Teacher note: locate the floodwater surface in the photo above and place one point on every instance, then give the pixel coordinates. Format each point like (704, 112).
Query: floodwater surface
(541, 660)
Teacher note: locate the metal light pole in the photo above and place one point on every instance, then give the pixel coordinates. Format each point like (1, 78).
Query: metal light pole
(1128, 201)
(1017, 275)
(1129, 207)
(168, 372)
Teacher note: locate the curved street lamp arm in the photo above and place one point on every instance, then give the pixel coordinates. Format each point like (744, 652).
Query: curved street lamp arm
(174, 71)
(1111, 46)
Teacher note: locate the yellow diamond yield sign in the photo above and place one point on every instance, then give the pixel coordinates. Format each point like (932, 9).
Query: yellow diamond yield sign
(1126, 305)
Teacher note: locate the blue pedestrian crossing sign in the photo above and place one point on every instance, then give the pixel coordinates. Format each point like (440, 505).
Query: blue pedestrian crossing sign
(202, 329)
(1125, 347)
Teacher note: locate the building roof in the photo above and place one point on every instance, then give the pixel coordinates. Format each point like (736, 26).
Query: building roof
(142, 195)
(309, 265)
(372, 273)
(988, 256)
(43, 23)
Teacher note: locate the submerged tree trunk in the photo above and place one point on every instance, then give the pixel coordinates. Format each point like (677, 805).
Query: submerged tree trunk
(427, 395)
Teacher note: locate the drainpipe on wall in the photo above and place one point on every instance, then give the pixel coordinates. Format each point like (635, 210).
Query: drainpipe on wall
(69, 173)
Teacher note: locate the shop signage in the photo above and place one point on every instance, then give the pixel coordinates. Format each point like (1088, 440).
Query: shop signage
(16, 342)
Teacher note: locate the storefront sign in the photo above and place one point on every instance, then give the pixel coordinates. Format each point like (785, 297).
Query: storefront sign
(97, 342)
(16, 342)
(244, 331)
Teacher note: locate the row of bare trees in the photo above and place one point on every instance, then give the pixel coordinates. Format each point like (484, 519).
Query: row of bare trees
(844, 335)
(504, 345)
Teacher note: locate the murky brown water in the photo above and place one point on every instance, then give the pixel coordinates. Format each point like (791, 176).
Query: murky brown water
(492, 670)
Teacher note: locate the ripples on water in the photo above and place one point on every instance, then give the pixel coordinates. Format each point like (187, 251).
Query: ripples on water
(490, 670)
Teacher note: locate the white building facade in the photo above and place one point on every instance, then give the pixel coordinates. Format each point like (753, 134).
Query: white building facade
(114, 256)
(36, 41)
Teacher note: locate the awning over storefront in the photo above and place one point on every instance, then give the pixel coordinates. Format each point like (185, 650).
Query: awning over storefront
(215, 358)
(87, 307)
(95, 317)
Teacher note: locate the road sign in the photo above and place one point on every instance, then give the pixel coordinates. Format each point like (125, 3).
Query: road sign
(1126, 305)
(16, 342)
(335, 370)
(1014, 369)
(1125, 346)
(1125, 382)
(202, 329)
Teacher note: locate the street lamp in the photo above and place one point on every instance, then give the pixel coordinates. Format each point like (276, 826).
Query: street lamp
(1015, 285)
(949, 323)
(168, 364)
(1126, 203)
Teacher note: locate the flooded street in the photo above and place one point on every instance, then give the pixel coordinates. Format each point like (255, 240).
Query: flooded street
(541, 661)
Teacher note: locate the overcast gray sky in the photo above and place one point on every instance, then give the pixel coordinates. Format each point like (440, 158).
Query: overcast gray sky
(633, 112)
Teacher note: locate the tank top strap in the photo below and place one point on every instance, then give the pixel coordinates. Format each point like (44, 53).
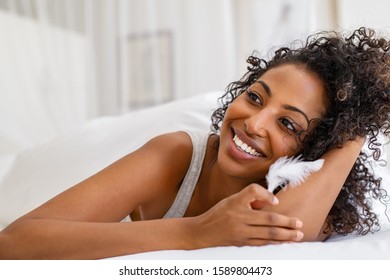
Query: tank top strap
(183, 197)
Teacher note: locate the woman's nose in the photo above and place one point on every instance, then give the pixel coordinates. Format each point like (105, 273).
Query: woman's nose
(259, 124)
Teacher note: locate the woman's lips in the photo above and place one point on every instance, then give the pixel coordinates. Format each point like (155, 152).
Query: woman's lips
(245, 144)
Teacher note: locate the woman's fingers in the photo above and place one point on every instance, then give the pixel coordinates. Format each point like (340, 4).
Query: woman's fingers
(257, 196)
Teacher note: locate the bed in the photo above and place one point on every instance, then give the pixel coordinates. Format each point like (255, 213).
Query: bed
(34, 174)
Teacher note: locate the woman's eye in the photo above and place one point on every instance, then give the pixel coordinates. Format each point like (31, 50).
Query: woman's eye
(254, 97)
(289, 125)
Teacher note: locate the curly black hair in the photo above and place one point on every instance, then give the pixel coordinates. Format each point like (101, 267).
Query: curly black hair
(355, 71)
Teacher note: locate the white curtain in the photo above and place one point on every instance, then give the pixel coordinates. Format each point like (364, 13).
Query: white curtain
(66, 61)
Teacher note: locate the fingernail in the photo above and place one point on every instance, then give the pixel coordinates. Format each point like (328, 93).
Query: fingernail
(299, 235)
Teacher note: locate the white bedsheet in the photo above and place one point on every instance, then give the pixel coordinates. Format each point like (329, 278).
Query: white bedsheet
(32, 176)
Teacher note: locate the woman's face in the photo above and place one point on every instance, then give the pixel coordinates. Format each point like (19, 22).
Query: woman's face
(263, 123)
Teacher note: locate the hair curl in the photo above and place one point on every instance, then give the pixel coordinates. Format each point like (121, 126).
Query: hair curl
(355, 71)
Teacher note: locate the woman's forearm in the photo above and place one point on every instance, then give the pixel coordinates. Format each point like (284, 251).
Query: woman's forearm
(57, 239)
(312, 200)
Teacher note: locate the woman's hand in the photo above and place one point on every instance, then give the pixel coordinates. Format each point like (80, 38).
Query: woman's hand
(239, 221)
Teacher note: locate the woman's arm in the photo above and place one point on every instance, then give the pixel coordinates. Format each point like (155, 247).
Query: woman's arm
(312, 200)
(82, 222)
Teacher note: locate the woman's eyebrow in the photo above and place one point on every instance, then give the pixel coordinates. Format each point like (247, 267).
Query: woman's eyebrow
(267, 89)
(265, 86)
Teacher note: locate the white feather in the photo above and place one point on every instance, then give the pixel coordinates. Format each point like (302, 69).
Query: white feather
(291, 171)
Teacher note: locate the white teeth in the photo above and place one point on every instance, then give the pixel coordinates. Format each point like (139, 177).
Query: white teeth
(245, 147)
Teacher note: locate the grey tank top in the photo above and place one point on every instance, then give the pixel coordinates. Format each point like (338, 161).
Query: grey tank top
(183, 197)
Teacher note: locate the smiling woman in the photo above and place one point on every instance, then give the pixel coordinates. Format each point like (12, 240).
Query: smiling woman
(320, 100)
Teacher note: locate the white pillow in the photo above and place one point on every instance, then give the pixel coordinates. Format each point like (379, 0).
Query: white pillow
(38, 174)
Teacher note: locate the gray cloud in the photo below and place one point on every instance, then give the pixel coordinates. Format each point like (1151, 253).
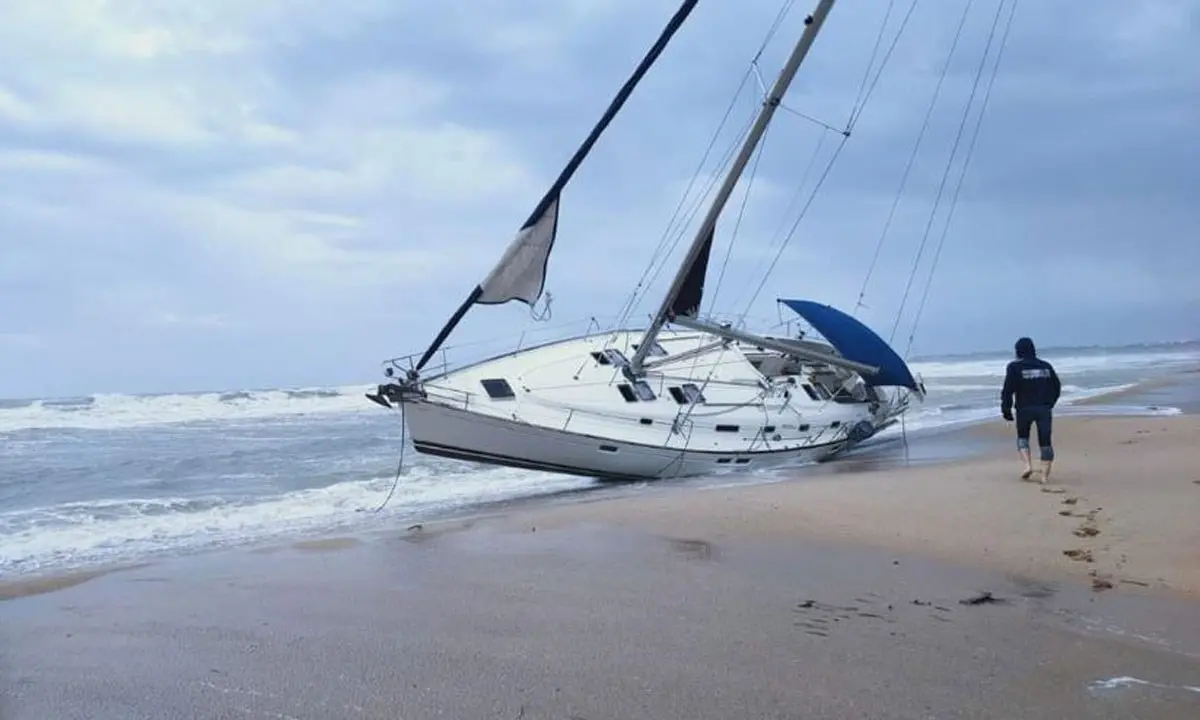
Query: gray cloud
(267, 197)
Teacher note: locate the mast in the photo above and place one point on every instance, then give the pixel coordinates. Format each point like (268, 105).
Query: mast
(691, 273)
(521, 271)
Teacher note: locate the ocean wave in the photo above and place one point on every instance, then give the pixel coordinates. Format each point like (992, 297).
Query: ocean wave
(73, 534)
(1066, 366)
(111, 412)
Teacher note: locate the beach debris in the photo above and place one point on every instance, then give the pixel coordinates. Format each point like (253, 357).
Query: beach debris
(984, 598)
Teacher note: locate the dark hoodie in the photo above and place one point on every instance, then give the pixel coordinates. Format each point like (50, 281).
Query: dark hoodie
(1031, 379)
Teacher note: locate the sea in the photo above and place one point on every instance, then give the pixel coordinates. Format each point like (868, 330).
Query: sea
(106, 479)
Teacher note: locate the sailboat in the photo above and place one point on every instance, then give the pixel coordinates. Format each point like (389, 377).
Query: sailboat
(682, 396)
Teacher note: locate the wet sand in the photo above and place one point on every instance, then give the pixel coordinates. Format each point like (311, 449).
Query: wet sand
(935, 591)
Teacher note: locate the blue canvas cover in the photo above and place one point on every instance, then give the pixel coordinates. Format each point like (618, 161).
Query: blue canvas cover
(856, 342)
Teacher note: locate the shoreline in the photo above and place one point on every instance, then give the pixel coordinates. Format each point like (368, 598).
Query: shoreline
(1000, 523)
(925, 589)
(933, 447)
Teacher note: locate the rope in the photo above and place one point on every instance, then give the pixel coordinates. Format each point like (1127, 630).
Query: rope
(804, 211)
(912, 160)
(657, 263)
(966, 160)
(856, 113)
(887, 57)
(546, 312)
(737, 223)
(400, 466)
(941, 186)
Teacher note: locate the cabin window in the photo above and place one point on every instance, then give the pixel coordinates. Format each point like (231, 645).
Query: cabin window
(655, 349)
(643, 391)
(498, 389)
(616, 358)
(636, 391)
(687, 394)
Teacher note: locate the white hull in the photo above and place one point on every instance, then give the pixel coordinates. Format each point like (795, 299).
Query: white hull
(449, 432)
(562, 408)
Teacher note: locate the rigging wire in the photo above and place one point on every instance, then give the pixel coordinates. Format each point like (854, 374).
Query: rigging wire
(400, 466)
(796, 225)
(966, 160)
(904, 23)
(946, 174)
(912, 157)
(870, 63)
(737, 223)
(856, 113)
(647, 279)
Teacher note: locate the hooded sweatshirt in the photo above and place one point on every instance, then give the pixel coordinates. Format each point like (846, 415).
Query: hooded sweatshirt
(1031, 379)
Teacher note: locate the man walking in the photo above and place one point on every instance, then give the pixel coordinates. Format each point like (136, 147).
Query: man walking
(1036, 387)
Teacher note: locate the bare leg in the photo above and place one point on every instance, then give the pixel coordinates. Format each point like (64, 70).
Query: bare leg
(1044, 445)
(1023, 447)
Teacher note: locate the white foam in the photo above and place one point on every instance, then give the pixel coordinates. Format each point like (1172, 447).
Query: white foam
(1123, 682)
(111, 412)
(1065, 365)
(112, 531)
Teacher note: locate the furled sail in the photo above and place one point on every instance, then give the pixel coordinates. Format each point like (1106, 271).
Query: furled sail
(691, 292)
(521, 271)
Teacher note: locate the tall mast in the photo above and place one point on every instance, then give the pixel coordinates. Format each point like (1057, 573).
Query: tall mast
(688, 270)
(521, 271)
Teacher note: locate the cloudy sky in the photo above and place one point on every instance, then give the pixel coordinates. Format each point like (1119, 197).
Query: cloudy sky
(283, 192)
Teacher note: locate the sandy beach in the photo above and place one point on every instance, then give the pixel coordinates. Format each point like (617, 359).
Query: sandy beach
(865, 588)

=-=-=

**Directions for this task**
Both boundary lines included, write out word for word only the lines above from the one containing "Teacher note: locate the gray" to the one containing "Teacher note: locate the mast", leaving out any pictures.

**Result below**
Teacher note: locate the gray cloud in the photo below and place one point on every instance, then give the pixel coordinates. Format each point like (1151, 253).
Query: gray cloud
(267, 197)
Teacher note: locate the mast in the photo above and place one point on every instance, then give the pixel coordinates. Format each point like (268, 105).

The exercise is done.